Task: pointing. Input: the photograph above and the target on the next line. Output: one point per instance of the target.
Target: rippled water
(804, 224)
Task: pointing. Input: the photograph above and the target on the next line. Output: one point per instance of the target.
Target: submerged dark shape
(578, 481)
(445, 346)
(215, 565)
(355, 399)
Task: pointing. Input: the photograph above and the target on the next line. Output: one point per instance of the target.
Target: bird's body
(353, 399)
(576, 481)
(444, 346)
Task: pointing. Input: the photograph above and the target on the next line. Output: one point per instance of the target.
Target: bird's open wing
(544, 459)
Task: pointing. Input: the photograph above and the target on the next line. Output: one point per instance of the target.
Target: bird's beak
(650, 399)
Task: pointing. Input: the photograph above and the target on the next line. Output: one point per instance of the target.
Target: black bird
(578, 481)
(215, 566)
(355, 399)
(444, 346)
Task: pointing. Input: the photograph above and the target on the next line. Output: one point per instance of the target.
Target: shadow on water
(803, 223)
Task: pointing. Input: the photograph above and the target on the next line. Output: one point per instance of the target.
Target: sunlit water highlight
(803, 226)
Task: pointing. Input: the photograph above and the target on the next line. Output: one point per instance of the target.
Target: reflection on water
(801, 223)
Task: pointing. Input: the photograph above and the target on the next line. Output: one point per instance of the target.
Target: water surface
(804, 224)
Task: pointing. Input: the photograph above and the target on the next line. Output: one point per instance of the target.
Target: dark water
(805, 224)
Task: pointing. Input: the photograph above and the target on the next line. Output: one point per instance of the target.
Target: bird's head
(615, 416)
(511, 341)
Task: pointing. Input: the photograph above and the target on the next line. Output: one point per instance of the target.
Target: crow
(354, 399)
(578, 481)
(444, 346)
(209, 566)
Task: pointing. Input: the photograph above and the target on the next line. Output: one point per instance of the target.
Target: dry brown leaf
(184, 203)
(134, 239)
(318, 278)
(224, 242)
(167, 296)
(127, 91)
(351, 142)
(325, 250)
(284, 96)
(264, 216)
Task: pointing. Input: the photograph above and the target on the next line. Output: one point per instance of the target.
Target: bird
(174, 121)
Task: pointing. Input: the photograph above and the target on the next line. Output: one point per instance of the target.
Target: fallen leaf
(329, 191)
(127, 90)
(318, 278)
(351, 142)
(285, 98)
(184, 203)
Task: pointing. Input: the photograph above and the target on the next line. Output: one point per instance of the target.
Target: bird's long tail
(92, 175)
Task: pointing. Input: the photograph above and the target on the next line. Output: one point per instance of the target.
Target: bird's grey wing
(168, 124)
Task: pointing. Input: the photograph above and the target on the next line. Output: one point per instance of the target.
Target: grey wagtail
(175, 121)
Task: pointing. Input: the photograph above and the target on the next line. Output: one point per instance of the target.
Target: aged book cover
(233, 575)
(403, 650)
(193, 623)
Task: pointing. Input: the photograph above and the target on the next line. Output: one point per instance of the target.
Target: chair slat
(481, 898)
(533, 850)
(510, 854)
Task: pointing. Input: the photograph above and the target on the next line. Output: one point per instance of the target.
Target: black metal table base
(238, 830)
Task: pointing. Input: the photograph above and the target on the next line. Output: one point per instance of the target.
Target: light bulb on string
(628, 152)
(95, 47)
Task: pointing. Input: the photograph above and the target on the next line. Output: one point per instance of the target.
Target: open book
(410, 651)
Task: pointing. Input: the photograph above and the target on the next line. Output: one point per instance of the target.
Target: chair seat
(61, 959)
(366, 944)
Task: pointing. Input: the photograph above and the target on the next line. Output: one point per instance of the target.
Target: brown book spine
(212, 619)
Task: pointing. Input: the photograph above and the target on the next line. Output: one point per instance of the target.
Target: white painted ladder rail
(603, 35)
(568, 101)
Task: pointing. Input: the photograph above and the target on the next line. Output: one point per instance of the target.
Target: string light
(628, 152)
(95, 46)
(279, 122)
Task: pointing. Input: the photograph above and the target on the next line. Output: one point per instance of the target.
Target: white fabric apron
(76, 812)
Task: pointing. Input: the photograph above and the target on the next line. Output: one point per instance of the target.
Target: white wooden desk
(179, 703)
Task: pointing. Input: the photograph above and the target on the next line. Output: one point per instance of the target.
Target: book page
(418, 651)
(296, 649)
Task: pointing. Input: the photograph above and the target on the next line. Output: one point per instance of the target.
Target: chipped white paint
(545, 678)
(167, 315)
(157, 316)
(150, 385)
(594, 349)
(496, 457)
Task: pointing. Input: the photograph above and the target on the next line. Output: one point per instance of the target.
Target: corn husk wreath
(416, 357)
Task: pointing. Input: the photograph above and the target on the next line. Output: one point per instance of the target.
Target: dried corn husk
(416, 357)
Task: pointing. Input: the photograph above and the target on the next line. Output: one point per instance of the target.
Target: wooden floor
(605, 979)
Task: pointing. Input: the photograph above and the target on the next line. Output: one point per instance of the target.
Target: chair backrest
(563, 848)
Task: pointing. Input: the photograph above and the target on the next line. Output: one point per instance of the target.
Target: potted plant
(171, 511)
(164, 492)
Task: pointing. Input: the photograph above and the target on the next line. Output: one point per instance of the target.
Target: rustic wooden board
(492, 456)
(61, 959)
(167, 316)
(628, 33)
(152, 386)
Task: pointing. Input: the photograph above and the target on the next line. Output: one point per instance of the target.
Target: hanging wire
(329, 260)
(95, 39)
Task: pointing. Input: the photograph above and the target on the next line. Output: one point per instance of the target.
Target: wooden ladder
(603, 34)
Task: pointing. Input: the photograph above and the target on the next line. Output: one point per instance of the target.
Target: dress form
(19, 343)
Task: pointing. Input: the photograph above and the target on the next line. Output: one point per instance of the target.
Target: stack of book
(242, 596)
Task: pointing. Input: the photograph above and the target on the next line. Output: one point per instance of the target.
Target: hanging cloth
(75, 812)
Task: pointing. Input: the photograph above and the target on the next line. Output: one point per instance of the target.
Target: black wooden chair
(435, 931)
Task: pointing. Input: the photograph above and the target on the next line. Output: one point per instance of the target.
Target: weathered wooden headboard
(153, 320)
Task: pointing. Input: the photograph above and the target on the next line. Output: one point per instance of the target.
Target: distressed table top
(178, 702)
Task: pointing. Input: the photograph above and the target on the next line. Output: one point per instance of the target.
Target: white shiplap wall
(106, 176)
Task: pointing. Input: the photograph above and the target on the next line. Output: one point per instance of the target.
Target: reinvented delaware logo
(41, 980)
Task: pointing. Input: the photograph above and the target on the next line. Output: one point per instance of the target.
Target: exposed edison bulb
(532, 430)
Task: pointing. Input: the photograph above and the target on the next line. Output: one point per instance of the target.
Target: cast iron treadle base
□ □ □ □
* [WHAT IS NEEDED] Take the lines above and print them exactly.

* [EXPECTED ANSWER]
Task: pointing. Input: the photograph above and the target on the next line. Output: one point per instance of the target.
Target: rippled water
(804, 224)
Task: pointing. Input: the photograph above and the target on the next line. Output: one point per instance of the target.
Target: submerged dark shape
(578, 481)
(445, 346)
(215, 565)
(355, 399)
Task: pointing. Input: the photograph above and the target on the next line. Output: one point per instance of the target.
Target: bird's body
(353, 399)
(576, 481)
(444, 346)
Task: pointing. Input: the photograph above and the target on the next line. Output: one point per instance of the target.
Target: bird's open wing
(544, 459)
Task: pointing. Input: the photograph above and the target on the next line. Output: one point per instance of the target.
Target: bird's beak
(650, 399)
Task: pointing. Input: the photograph above and the target on the next line. Output: one point per instance of the target.
Target: black bird
(578, 481)
(215, 566)
(355, 399)
(444, 346)
Task: pointing. Input: the photograph above and the target on the next line. Output: one point per instance of the target.
Target: shadow on water
(803, 223)
Task: pointing. Input: the photograph above and the target on the next line. Output: one point per instance of the target.
Target: sunlit water highlight
(803, 226)
Task: pointing. Input: the photograph above and the target on the next line. Output: one point per instance of the target.
Target: reflection on water
(801, 223)
Task: pointing. Input: the photograph above and the target on the next line. Output: one point per instance of the target.
Target: water surface
(804, 224)
Task: pointing. Input: the photograph above and the target on the next line. Output: one point per instance of the target.
Target: dark water
(805, 224)
Task: pointing. Input: the photograph above and the target on the next line. Output: one point per instance of the target.
Target: bird's head
(615, 416)
(511, 341)
Task: pointing. Input: the photograph above and the target on the next line. Output: one point per instance of the target.
Target: crow
(354, 399)
(578, 481)
(444, 346)
(209, 566)
Task: pointing. Input: the photograph above and the target on the next line. Output: one point per instance of the target.
Target: dry brown leaf
(184, 203)
(134, 239)
(318, 278)
(224, 242)
(167, 296)
(127, 91)
(351, 142)
(325, 250)
(284, 96)
(264, 216)
Task: pointing. Input: the photograph above and the target on the next line. Output: one point per instance of the target.
Target: bird
(174, 121)
Task: pointing. Input: the photograph above and the target on the next line. Output: one point per instance of the target.
Target: fallen leaf
(329, 191)
(127, 90)
(318, 278)
(351, 142)
(285, 98)
(184, 203)
Task: pointing. Input: the photograph above and the target on the next line. Output: one point per instance of the target.
Target: bird's long tail
(92, 175)
Task: pointing. Input: the photograph above and the target on the next line. Output: one point per instance of the target.
Target: bird's grey wing
(168, 124)
Task: pointing. Input: the photograph above and the target on the next line. Output: one point per instance of the target.
Target: grey wagtail
(175, 121)
Task: pointing. Input: the photograph above and the target on the next line. Output: one point per instance of the target.
Target: aged book cover
(233, 575)
(403, 650)
(193, 623)
Task: pointing. Input: the photograph above and the target on the next line. Output: one point per instance of the target.
Target: chair slat
(481, 898)
(533, 850)
(510, 854)
Task: pointing. Input: the photograph above and the target on the next line. Output: one point per instance of the target.
Target: black metal table base
(238, 830)
Task: pointing. Input: the photograph above and the target on the next line. Output: one point per instance of the target.
Target: light bulb on string
(628, 152)
(95, 47)
Task: pointing. Input: the photograph above and the target on the next line. Output: one point per instance of the target.
Target: open book
(410, 651)
Task: pointing. Input: the photograph above and the target on the next line. Output: one point per instance of the target.
Target: chair seat
(61, 959)
(366, 944)
Task: pointing. Input: the photograph above and the target on the next line. Output: one point per instance of the target.
Target: brown book spine
(212, 619)
Task: pointing. Input: the photograph above and the target on the next line. Output: one point per instance of the target.
Target: white painted ladder rail
(603, 35)
(568, 101)
Task: pointing. Input: the photograph above and the target on the next line. Output: one point per instance of the target.
Target: string light
(628, 152)
(95, 46)
(279, 122)
Task: pointing. Input: the photograph above and the target on the next line. Output: one point per instance of the target.
Target: white fabric apron
(76, 812)
Task: pointing. Input: the photograph above and the target on the next line. Output: one point per instance of the target.
Target: white wooden desk
(179, 703)
Task: pointing. Input: the photograph above and the target on the next line. Output: one point per instance of the target.
Target: book page
(418, 651)
(296, 649)
Task: pointing. Input: the photograph above and the target on the next line. Output: one point per instance of the target.
Target: chipped white paint
(545, 678)
(167, 315)
(157, 316)
(150, 385)
(594, 349)
(496, 457)
Task: pointing. Input: the photograph above and the target on the next line. Output: one point per instance of the target.
Target: corn husk wreath
(416, 357)
Task: pointing. Input: the photograph above and the target on the next line. Output: one point per instance of the target.
Target: dried corn husk
(416, 357)
Task: pointing. Input: the photograph above and the target on the next line. Output: one point per instance of the target.
Target: wooden floor
(605, 979)
Task: pointing. Input: the photograph above and the target on the next line. Output: one point per instance of the target.
Target: chair backrest
(563, 848)
Task: pointing. Input: the photograph above and the target on the next line. Output: one point per instance of the target.
Target: potted plant
(171, 511)
(164, 492)
Task: pointing. Input: the photograph above and the target on the next line. Output: one point per instance of the target.
Target: rustic wooden board
(492, 456)
(61, 959)
(167, 316)
(628, 33)
(152, 386)
Task: pointing. Input: the photograph above and the target on the next line. Output: one point per instance of the target.
Target: hanging wire
(329, 260)
(95, 39)
Task: pointing. Input: the photograph above and the target on the next line. Output: one point per instance of the target.
Target: wooden ladder
(603, 34)
Task: pointing. Input: the photograph above and the target on the next line. Output: one point per instance of the target.
Target: dress form
(19, 343)
Task: pointing. Input: the photograph above and the target on the next line. Output: one point per instance of the target.
Target: stack of book
(242, 596)
Task: pointing. Input: the photograph above and the target on the next line. Output: one point per instance of the target.
Target: hanging cloth
(75, 812)
Task: pointing. Input: the photograph above and the target on the next line. Output: one point per instance of the target.
Target: black wooden chair
(435, 931)
Task: pointing. Input: the photograph above and the target on the next line. Output: one point per instance of the target.
Target: weathered wooden headboard
(153, 320)
Task: pointing. Input: the photograph above and the target on the next line. Output: one point per instance of the target.
Target: distressed table top
(178, 702)
Task: pointing. Input: the photograph above and the target on the next line. Output: one point per instance of the target.
Target: white shiplap wall
(106, 176)
Task: pointing. Input: the photograph above and the target on the next line. Output: one point per instance of the target.
Target: reinvented delaware logo
(41, 980)
Task: pointing. Input: the photograph above and the target on the next line. Output: one point per instance of the target.
Target: exposed edison bulb
(532, 430)
Task: pointing. Input: the photograph above and the target on the next line. Output: one point per instance of the target.
Target: cast iron treadle base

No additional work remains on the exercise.